WORK TO BE COMPLETED:
Beginning at the line containing "point: black jacket spectator", restate each line of the listing below word for word until the last one has been given.

INFORMATION GIVEN:
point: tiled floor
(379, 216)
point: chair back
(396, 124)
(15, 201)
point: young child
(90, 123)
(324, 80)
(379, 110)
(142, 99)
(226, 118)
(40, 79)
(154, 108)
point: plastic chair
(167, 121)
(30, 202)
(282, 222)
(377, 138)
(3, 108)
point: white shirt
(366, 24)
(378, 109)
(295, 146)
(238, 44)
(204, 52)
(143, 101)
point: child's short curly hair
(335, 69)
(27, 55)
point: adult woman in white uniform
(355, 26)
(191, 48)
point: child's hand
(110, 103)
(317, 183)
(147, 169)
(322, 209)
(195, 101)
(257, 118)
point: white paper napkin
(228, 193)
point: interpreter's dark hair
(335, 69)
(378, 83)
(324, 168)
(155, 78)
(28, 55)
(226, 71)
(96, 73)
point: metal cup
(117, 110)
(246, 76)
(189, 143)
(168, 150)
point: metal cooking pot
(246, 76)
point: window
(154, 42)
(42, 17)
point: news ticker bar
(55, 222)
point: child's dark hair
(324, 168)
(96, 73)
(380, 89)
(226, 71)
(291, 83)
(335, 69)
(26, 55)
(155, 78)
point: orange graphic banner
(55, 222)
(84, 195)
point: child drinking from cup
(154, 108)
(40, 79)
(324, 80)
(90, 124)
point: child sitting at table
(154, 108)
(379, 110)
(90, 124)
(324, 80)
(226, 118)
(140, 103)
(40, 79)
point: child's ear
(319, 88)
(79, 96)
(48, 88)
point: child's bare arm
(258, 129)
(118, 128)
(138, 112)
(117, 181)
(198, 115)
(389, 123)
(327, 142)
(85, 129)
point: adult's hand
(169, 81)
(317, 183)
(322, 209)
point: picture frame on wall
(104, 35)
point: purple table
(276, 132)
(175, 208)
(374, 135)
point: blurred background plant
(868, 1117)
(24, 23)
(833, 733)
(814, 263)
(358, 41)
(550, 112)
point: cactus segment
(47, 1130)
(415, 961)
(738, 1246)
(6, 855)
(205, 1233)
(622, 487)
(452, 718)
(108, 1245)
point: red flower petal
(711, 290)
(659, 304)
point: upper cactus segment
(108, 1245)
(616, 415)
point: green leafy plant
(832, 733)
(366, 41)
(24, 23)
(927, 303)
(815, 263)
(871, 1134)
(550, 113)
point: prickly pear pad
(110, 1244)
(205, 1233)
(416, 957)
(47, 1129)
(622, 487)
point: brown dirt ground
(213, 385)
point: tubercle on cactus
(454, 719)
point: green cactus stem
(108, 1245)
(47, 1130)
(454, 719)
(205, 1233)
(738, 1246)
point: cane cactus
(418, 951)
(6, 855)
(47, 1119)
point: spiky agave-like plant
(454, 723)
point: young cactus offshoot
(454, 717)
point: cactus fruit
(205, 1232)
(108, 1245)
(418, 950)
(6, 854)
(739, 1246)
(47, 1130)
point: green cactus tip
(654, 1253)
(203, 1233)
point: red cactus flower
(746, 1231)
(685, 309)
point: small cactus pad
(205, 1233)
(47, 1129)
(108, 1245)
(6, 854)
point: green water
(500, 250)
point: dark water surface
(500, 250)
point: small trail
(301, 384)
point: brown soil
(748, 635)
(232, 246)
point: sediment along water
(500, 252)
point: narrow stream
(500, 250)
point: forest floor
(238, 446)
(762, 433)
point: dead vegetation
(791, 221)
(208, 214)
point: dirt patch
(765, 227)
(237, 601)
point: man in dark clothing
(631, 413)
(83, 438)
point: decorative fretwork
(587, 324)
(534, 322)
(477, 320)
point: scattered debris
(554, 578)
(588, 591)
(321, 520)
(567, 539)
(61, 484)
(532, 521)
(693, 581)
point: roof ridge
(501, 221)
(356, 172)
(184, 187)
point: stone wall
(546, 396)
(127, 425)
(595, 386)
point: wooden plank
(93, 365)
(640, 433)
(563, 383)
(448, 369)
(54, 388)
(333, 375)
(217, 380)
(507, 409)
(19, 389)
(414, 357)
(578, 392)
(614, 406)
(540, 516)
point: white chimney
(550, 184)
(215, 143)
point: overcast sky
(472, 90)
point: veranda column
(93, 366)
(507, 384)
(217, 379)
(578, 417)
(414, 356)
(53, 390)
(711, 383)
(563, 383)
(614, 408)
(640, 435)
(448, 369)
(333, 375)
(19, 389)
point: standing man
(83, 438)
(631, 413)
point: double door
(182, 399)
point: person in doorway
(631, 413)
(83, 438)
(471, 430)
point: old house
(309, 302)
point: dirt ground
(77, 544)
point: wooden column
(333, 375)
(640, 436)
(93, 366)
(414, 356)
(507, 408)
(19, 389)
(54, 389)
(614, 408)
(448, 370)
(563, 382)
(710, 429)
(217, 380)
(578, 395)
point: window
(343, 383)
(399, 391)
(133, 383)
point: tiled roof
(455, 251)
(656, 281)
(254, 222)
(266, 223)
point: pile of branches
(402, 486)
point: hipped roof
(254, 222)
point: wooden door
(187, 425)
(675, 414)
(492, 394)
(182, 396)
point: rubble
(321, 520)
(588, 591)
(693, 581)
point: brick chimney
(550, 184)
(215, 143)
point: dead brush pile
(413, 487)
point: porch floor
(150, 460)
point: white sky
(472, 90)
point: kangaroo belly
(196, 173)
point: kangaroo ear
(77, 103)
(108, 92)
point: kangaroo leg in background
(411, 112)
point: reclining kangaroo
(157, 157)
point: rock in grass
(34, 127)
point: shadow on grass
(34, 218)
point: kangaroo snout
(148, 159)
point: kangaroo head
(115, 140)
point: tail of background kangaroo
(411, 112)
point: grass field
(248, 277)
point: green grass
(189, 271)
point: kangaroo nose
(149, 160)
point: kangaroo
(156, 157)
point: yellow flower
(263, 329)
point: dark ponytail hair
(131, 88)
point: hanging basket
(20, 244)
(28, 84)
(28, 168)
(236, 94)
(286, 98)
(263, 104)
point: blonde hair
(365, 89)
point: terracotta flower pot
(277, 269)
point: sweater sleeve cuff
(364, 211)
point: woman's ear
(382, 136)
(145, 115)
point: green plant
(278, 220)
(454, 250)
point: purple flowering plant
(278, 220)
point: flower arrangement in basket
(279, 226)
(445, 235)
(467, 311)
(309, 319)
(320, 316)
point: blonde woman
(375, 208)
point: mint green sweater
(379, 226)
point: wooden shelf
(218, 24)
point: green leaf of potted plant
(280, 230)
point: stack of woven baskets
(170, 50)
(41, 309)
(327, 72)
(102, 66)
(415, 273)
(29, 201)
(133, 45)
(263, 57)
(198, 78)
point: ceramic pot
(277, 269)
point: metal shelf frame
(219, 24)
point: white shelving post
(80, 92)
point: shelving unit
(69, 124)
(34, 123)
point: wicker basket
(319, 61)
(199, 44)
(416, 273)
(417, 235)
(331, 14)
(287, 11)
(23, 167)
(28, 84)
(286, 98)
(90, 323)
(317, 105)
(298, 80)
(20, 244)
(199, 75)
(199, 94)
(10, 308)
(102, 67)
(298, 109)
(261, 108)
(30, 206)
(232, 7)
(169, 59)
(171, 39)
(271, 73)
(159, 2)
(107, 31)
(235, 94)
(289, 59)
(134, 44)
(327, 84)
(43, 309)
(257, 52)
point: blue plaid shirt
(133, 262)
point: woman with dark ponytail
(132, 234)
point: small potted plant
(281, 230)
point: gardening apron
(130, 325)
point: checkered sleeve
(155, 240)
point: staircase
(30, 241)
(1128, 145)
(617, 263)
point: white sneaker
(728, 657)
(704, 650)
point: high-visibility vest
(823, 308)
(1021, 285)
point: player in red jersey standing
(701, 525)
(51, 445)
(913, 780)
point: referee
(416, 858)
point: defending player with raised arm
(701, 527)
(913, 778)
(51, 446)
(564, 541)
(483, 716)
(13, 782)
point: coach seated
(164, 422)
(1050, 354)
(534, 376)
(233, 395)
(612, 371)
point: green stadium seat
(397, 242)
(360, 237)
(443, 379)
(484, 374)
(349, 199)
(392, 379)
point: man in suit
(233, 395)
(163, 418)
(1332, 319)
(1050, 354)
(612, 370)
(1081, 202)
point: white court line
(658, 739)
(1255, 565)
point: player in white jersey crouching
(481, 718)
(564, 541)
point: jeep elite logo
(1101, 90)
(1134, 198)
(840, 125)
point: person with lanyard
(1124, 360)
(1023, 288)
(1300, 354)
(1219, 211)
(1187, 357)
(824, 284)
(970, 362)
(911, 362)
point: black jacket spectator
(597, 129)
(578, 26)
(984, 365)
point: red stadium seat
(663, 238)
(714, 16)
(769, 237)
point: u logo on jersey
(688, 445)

SOLVED PROBLEM:
point: black jacket spectator
(597, 129)
(578, 26)
(984, 365)
point: red stadium seat
(663, 238)
(714, 16)
(769, 237)
point: u logo on jersey
(688, 445)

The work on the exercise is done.